— Written problem —
Give the stretch from the line containing "cub's head, put" through the end of the listing again, with "thickest" changed to "widest" and nothing else altered.

— Record extracts —
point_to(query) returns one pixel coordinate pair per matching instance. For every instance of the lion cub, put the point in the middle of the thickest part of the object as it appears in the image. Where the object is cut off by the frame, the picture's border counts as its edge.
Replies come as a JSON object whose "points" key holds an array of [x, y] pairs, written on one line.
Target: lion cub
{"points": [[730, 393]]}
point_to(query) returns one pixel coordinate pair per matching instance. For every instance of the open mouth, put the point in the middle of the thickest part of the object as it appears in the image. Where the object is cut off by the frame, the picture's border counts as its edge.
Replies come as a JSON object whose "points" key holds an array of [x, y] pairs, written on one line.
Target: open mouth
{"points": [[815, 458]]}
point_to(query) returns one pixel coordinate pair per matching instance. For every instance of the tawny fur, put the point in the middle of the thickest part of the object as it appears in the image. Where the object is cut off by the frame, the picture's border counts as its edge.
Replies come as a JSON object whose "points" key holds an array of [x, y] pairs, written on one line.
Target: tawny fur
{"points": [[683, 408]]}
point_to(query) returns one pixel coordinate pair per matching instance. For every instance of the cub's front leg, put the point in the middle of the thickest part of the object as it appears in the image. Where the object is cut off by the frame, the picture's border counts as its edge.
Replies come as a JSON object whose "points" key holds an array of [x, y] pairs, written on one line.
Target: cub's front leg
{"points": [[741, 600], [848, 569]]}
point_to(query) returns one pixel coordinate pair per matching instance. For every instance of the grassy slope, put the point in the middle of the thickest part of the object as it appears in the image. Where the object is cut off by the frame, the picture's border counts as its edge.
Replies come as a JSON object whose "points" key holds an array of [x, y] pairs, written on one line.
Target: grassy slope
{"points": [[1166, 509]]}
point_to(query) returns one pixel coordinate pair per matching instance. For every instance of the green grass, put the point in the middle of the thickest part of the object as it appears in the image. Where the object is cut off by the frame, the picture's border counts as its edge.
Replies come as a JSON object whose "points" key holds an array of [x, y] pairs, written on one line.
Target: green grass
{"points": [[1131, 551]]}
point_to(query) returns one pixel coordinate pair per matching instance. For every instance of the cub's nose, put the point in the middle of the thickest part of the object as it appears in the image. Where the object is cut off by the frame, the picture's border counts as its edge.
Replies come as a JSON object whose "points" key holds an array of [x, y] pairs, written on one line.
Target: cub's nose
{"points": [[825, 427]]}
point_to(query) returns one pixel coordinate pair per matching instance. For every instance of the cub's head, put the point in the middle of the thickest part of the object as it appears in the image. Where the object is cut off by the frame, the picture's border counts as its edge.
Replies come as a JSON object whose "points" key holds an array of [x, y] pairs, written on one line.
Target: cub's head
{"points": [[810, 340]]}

— Finished answer —
point_to(query) returns one pixel coordinate pair per matching instance. For every instance of the cub's head, put the point in the middle of the widest part of the object as it appears in the image. Where the object is cut off by the frame, the picture's border counts as its edge.
Replies come as a JSON object whose "points" key holds an array of [x, y] pairs, written on one line.
Target: cub's head
{"points": [[810, 340]]}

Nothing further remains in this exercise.